Required work: Count the lines below that contain the string "palm", treating uppercase and lowercase letters as distinct, and give only the resulting number.

::: Given data

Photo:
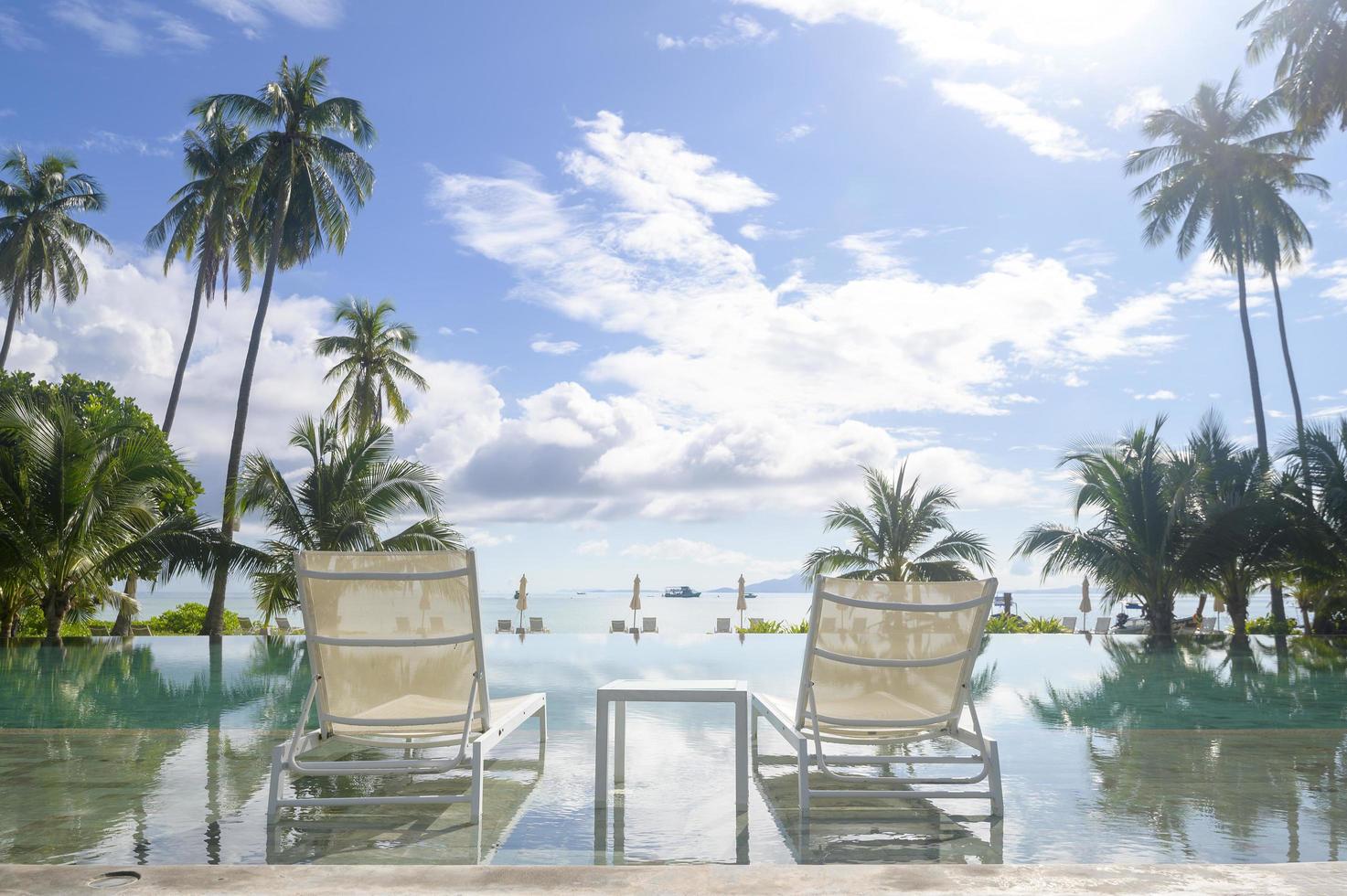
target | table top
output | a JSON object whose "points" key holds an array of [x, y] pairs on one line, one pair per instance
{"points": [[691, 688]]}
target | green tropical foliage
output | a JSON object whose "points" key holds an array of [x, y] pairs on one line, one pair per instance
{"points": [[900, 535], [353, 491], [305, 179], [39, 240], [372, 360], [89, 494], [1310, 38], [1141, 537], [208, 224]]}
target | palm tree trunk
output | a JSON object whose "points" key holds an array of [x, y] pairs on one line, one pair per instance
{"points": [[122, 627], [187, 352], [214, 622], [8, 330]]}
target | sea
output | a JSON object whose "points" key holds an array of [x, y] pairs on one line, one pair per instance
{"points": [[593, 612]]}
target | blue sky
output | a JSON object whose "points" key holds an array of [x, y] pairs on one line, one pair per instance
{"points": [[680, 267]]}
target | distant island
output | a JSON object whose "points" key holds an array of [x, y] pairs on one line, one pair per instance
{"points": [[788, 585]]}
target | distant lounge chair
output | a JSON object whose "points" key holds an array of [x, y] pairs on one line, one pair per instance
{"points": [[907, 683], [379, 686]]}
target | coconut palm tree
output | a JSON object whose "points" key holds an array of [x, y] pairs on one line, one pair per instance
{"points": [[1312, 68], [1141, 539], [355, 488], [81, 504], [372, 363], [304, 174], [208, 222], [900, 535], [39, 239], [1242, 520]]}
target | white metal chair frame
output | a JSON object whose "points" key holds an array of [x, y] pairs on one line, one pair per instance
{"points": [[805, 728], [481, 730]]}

::::::
::: Given data

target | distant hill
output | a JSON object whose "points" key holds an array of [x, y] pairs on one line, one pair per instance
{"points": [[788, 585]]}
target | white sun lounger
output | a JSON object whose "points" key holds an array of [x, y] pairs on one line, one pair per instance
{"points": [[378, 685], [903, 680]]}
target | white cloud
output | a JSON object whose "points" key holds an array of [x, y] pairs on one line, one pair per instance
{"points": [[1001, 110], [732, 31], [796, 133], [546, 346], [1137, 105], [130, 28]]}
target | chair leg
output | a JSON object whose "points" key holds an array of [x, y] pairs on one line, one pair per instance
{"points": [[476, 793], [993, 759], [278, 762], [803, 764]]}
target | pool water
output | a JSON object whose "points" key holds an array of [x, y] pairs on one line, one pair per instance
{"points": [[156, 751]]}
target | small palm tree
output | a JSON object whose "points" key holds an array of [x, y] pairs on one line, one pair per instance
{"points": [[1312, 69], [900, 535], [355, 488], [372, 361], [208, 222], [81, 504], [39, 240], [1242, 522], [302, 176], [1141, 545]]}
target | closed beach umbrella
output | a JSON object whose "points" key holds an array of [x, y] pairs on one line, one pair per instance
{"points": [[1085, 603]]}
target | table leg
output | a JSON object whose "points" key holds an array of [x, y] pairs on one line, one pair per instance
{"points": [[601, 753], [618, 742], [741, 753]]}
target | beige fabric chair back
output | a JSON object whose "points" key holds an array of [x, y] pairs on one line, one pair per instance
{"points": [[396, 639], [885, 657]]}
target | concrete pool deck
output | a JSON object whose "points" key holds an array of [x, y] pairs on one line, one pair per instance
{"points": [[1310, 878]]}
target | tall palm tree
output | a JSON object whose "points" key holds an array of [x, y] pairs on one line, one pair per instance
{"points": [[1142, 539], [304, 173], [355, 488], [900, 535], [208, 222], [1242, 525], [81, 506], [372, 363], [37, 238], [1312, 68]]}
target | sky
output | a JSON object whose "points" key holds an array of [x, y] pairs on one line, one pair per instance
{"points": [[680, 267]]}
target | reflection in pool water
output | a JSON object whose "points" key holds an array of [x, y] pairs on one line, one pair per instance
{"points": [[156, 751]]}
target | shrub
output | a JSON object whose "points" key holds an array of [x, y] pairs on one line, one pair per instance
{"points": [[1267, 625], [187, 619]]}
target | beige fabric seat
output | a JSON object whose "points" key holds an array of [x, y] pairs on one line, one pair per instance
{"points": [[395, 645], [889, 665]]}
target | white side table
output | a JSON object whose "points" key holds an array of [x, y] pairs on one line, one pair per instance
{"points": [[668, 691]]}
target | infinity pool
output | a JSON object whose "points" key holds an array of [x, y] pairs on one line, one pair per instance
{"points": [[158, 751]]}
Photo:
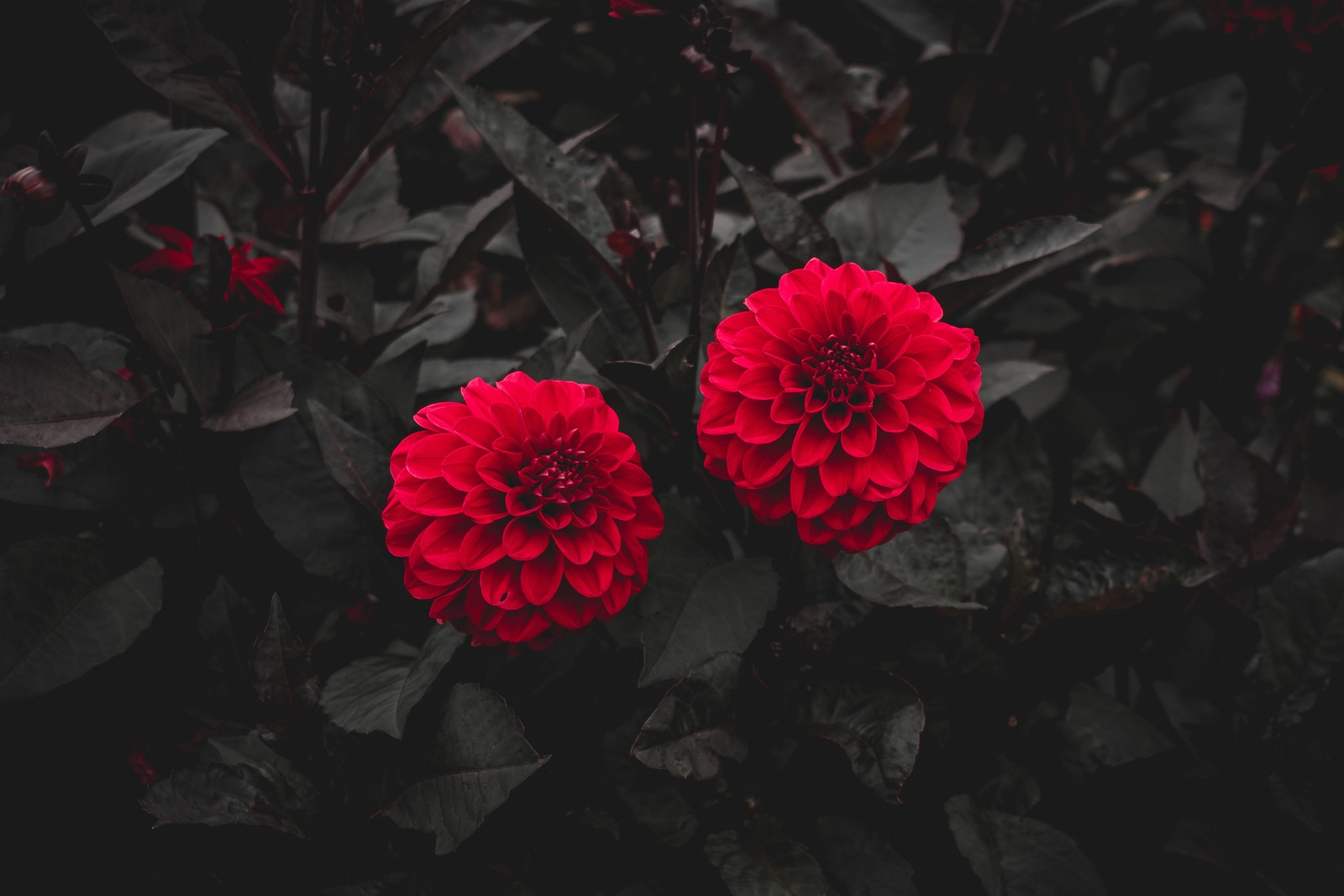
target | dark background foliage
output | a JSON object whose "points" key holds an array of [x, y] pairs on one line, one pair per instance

::::::
::: Given data

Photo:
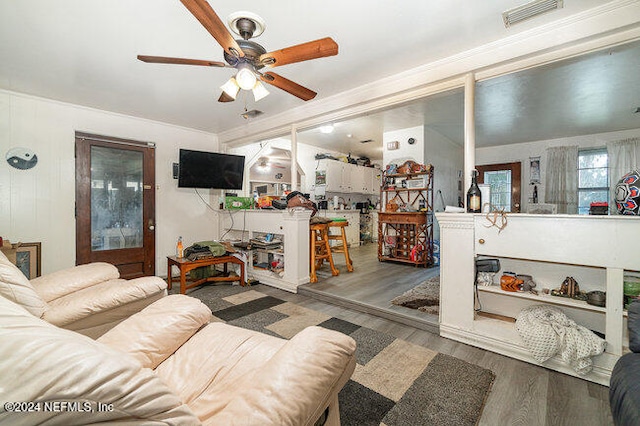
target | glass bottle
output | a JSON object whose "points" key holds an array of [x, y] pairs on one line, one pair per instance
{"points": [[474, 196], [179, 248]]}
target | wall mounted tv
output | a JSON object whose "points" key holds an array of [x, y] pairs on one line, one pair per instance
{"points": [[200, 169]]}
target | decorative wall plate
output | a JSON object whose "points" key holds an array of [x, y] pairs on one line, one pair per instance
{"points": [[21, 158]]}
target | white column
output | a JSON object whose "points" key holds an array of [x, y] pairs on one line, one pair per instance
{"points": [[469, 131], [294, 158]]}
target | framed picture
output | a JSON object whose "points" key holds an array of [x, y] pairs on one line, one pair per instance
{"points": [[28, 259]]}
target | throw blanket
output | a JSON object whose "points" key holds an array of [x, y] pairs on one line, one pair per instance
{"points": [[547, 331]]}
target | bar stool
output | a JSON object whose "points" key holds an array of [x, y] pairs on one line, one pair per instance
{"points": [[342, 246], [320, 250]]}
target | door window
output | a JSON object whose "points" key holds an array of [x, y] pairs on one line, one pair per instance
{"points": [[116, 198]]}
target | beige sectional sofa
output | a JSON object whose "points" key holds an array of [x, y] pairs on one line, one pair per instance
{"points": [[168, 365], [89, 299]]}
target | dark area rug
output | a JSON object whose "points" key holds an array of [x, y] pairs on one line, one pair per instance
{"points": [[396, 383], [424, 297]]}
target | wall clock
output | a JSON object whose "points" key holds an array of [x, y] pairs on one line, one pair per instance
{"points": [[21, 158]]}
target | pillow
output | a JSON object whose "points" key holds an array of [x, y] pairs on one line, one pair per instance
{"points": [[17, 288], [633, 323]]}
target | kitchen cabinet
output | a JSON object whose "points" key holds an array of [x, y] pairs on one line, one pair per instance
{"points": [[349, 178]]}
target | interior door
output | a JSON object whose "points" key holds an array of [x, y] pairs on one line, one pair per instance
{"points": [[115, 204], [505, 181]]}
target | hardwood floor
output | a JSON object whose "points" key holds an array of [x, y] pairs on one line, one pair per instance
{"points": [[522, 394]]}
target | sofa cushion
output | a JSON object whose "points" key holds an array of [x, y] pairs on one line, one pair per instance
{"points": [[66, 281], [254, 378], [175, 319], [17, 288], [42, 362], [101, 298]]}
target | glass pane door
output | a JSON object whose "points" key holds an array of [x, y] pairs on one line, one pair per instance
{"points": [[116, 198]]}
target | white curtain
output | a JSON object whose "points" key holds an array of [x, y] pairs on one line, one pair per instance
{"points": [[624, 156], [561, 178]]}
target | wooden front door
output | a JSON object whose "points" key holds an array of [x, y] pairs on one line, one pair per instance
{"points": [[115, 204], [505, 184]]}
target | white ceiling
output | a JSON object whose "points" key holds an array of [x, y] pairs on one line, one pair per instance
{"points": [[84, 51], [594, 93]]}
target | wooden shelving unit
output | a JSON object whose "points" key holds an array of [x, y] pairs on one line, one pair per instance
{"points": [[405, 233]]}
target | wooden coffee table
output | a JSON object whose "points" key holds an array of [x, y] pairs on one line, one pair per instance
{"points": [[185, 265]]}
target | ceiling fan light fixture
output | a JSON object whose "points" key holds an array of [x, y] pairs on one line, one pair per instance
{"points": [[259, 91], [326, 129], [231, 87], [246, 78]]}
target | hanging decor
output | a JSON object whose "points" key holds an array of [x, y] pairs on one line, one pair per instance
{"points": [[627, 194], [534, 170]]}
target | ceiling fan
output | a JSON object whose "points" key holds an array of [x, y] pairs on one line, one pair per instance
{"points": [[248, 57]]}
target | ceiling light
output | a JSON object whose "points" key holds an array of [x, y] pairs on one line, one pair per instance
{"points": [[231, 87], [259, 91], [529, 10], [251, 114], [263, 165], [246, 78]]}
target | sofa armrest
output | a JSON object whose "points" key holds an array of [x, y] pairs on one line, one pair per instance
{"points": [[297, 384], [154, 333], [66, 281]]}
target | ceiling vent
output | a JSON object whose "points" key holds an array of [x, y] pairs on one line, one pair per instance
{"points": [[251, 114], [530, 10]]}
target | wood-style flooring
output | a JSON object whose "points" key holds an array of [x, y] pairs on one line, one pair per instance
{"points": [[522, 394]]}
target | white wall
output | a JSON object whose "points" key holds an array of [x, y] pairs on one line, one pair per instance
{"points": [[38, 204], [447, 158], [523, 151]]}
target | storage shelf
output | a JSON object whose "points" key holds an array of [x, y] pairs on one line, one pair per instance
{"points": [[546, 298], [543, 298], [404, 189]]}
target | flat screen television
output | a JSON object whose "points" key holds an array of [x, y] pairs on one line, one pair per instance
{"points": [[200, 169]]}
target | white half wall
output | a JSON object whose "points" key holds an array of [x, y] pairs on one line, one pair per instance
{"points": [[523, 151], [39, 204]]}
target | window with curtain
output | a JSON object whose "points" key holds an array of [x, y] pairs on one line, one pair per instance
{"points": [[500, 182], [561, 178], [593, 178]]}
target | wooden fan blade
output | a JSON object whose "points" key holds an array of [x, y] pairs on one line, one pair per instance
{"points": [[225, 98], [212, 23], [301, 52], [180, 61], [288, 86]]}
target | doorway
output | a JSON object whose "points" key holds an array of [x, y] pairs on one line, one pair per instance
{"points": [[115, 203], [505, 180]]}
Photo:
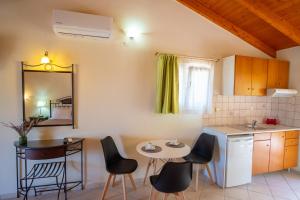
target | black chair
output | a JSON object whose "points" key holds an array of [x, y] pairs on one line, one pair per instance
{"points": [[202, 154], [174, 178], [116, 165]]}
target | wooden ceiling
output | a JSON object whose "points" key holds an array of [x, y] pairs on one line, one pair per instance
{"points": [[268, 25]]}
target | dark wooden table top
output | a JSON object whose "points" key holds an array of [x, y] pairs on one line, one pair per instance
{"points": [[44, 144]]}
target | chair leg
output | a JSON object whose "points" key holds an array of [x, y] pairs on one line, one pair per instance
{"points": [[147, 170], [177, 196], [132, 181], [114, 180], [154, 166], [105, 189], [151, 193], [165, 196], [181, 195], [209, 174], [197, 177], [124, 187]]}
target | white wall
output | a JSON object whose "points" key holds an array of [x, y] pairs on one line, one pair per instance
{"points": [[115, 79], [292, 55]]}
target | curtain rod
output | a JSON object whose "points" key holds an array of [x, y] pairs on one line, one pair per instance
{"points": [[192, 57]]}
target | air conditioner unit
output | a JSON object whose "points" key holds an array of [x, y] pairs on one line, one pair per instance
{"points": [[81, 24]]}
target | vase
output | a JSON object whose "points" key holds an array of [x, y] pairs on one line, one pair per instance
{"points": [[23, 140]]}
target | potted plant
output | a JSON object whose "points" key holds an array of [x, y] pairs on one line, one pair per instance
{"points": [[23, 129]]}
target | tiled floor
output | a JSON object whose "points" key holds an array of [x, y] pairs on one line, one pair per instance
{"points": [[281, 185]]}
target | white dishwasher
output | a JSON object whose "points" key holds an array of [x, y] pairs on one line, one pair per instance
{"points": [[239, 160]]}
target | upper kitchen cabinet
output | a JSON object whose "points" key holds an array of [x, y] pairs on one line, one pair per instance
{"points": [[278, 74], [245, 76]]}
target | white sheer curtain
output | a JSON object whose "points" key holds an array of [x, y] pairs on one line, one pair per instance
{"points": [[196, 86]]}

::::::

Response: 4